Start Recorded information

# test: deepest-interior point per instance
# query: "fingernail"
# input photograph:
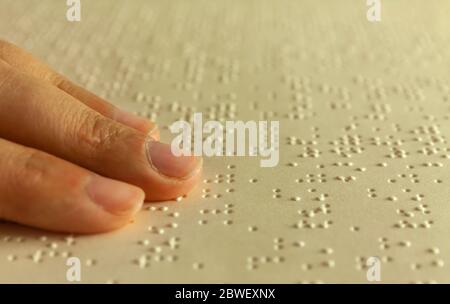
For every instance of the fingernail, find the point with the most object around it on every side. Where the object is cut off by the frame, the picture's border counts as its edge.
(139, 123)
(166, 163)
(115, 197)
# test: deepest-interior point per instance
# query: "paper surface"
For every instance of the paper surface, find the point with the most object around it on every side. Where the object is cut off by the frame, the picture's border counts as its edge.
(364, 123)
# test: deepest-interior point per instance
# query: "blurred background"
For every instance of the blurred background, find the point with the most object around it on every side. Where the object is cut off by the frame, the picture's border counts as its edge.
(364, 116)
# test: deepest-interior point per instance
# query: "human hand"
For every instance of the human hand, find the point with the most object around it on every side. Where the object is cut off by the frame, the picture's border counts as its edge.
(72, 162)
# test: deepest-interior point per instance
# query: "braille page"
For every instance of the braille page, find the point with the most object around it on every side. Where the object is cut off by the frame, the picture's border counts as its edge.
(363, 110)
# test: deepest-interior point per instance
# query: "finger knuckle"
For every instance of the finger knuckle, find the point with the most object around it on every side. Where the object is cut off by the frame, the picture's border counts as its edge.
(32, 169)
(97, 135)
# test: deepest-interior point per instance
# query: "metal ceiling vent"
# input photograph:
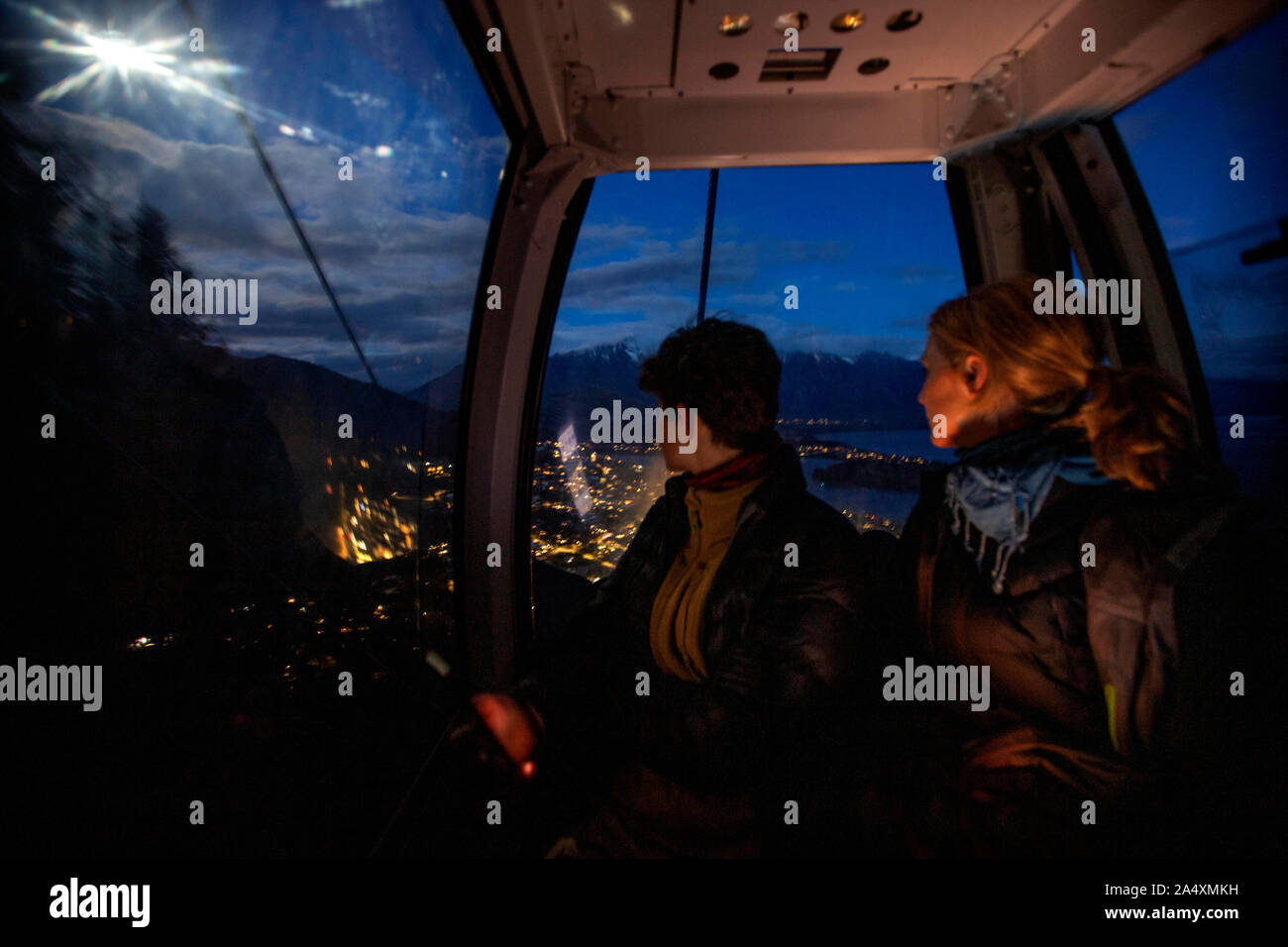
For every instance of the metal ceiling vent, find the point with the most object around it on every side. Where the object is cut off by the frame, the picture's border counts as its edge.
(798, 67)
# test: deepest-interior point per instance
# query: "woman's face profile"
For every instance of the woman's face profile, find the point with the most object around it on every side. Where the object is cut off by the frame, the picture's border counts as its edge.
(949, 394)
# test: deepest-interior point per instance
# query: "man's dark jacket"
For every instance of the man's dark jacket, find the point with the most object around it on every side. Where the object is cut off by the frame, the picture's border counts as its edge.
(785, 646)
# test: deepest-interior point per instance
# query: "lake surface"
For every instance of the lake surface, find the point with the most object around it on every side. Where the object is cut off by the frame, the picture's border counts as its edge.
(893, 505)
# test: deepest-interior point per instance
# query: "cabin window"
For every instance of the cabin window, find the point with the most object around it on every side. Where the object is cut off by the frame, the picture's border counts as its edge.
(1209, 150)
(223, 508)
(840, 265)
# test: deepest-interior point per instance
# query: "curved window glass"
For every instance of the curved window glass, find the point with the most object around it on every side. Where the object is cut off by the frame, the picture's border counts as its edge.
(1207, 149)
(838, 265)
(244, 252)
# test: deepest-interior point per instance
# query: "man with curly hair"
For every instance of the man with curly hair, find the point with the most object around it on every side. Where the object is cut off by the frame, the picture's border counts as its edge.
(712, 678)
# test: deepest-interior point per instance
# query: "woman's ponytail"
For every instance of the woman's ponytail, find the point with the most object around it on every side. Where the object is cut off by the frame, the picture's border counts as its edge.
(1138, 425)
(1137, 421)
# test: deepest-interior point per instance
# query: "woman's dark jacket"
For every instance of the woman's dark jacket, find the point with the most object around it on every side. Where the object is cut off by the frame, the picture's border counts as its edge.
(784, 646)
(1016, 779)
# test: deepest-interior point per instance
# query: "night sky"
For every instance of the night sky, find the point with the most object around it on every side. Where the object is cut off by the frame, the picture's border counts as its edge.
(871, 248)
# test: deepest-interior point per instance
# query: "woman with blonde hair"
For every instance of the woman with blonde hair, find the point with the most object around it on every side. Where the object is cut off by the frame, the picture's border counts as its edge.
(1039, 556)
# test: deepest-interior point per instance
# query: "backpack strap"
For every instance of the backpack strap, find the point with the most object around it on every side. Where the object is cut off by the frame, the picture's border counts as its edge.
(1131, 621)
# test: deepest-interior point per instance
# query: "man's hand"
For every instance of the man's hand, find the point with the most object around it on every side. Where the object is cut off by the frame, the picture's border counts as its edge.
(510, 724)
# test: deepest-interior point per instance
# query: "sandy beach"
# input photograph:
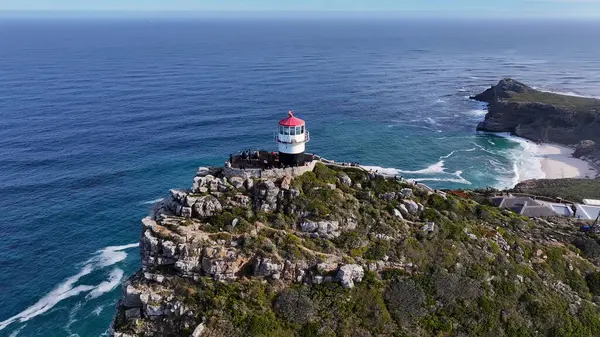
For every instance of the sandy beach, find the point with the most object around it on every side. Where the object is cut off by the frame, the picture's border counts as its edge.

End Recorded information

#### [The request]
Copy the data exactly. Any picture it contains is to be omitted.

#### [Complete response]
# test: deepest-interior point per instance
# query: "fingernail"
# input photograph:
For every instance of the fingernail, find the point with the most object around it on every side. Where the object is cut off by the frame, the picture's border counts as its edge.
(139, 123)
(166, 163)
(115, 197)
# test: deepest-interior point per instance
# query: "paper surface"
For every instance of the paper surface, find the point with the most object around it on every side. Where the object is cut off by the frame, the picture's border counts as its edge.
(364, 123)
# test: deepest-interior point per instance
# query: "blurred background"
For every instance of the blurred background, find the point with the most object around it on every side. Where the object is cut off by the frame, the picture's border counts as its edge.
(364, 116)
# test: deepest-interior point per instance
# query: "human hand"
For every instance of the human hand, find the point with the most object around it on every side. Where the object is cut off by the frame, the picture's border counts as its edge.
(72, 162)
# test: deepest-interior point per instance
# query: "braille page"
For every instance of the braille page, find the point with the most object around it on every side. Where the object is cut off by the frame, the picture's border counts as its edge.
(363, 110)
# test: deepest-interior point per instance
# query: "finger knuckle"
For every instance of the finger knuckle, find the point with the most object around it on every side. Where the object is cut off by the frame, the picture's border counts as its edge.
(32, 169)
(97, 135)
# test: deepest-interior point per instance
# query: "metal ceiling vent"
# input photograph:
For every instance of the metal ceiling vent, find the point with the most object around it on every side. Where the object is cut off by the frame, the picture's border counts as its edge.
(798, 67)
# test: deepest-interior point per instance
# query: "woman's face profile"
For every instance of the woman's face profile, find the point with the most object around it on every side. Where the object is cut off by the frame, the picture's border counts as its edge.
(949, 394)
# test: deepest-interior point per instance
# query: "man's dark jacket"
For every instance of the man's dark jacket, find the point with the most object around it on every side. Where the object is cut off by the frame, the picture's border counts as its edge.
(785, 646)
# test: deepest-interior point per instance
# query: "lake surface"
For every instance of the lake surface, find the point with the most object around it on every side. Where the object is cut off by the frame, the picture's border counts as its edge.
(893, 505)
# test: deepest-interior point per instance
# query: "cabin window"
For every instance of the cabin window, find the point with the most object around it on every side. Where the object is cut off by the frame, the picture's border counts as its edge.
(1209, 150)
(223, 508)
(840, 265)
# test: deepest-interior point per instance
# query: "curved window glass"
For every instance of the curved window glass, find the point with the most object around it on every side. Where the object is cut off by the frame, the picture's border counts as its edge.
(1207, 149)
(838, 265)
(244, 252)
# test: deepest-interior point per instance
# query: "man with curly hair"
For every instance of the man with curly hair, find the point with the most object around it on every side. Where the object is cut off by the frame, the picture's border counts as its edge.
(712, 678)
# test: deepest-interior point per instance
# query: "woman's ponytail"
For every instance of the woman's ponytail, find the point with the most object around it on every side. Where the object is cut off by the frame, the picture's border counts as its edge.
(1138, 425)
(1137, 421)
# test: deepest-interior point per instance
# query: "woman's dark jacket"
For every instance of the woman's dark jacket, find the point with the most object around it on every side. Where the object is cut off by the frame, the picture's border counts as its edge.
(784, 646)
(1016, 779)
# test: deepest-interior point per instance
# query: "night sky"
For every instance of the night sky, find the point with the most object around it on every side. Where the object is cut off by the frame, the picture's border counts as its edge.
(871, 248)
# test: deepest-interior point per instance
# query: "woman with blonde hair"
For every instance of the woman with blonde hair, find the point with the most object around it on every side. Where the object is cut off by the frame, the picture's border counts as its edge.
(1039, 556)
# test: deepest-interior point per instance
# query: "backpack strap"
For every instance of the backpack strap, find the point with the most object around it on every side. Where the object is cut off by the frame, the picture's border counts as its edge.
(1131, 621)
# test: deepest-interior point per instance
# query: "man's hand"
For every instance of the man's hand, find the point with the most object around it on every side. Where the object is cut off by the frame, the picture's border counts as its edge.
(510, 724)
# test: deepest-interior point per instance
# query: "sandy beach"
# input photograph:
For every instance of the sandy beach, find the point with the most object around it on every side. Where the object is cut off by the frame, the picture's border counts as its edge.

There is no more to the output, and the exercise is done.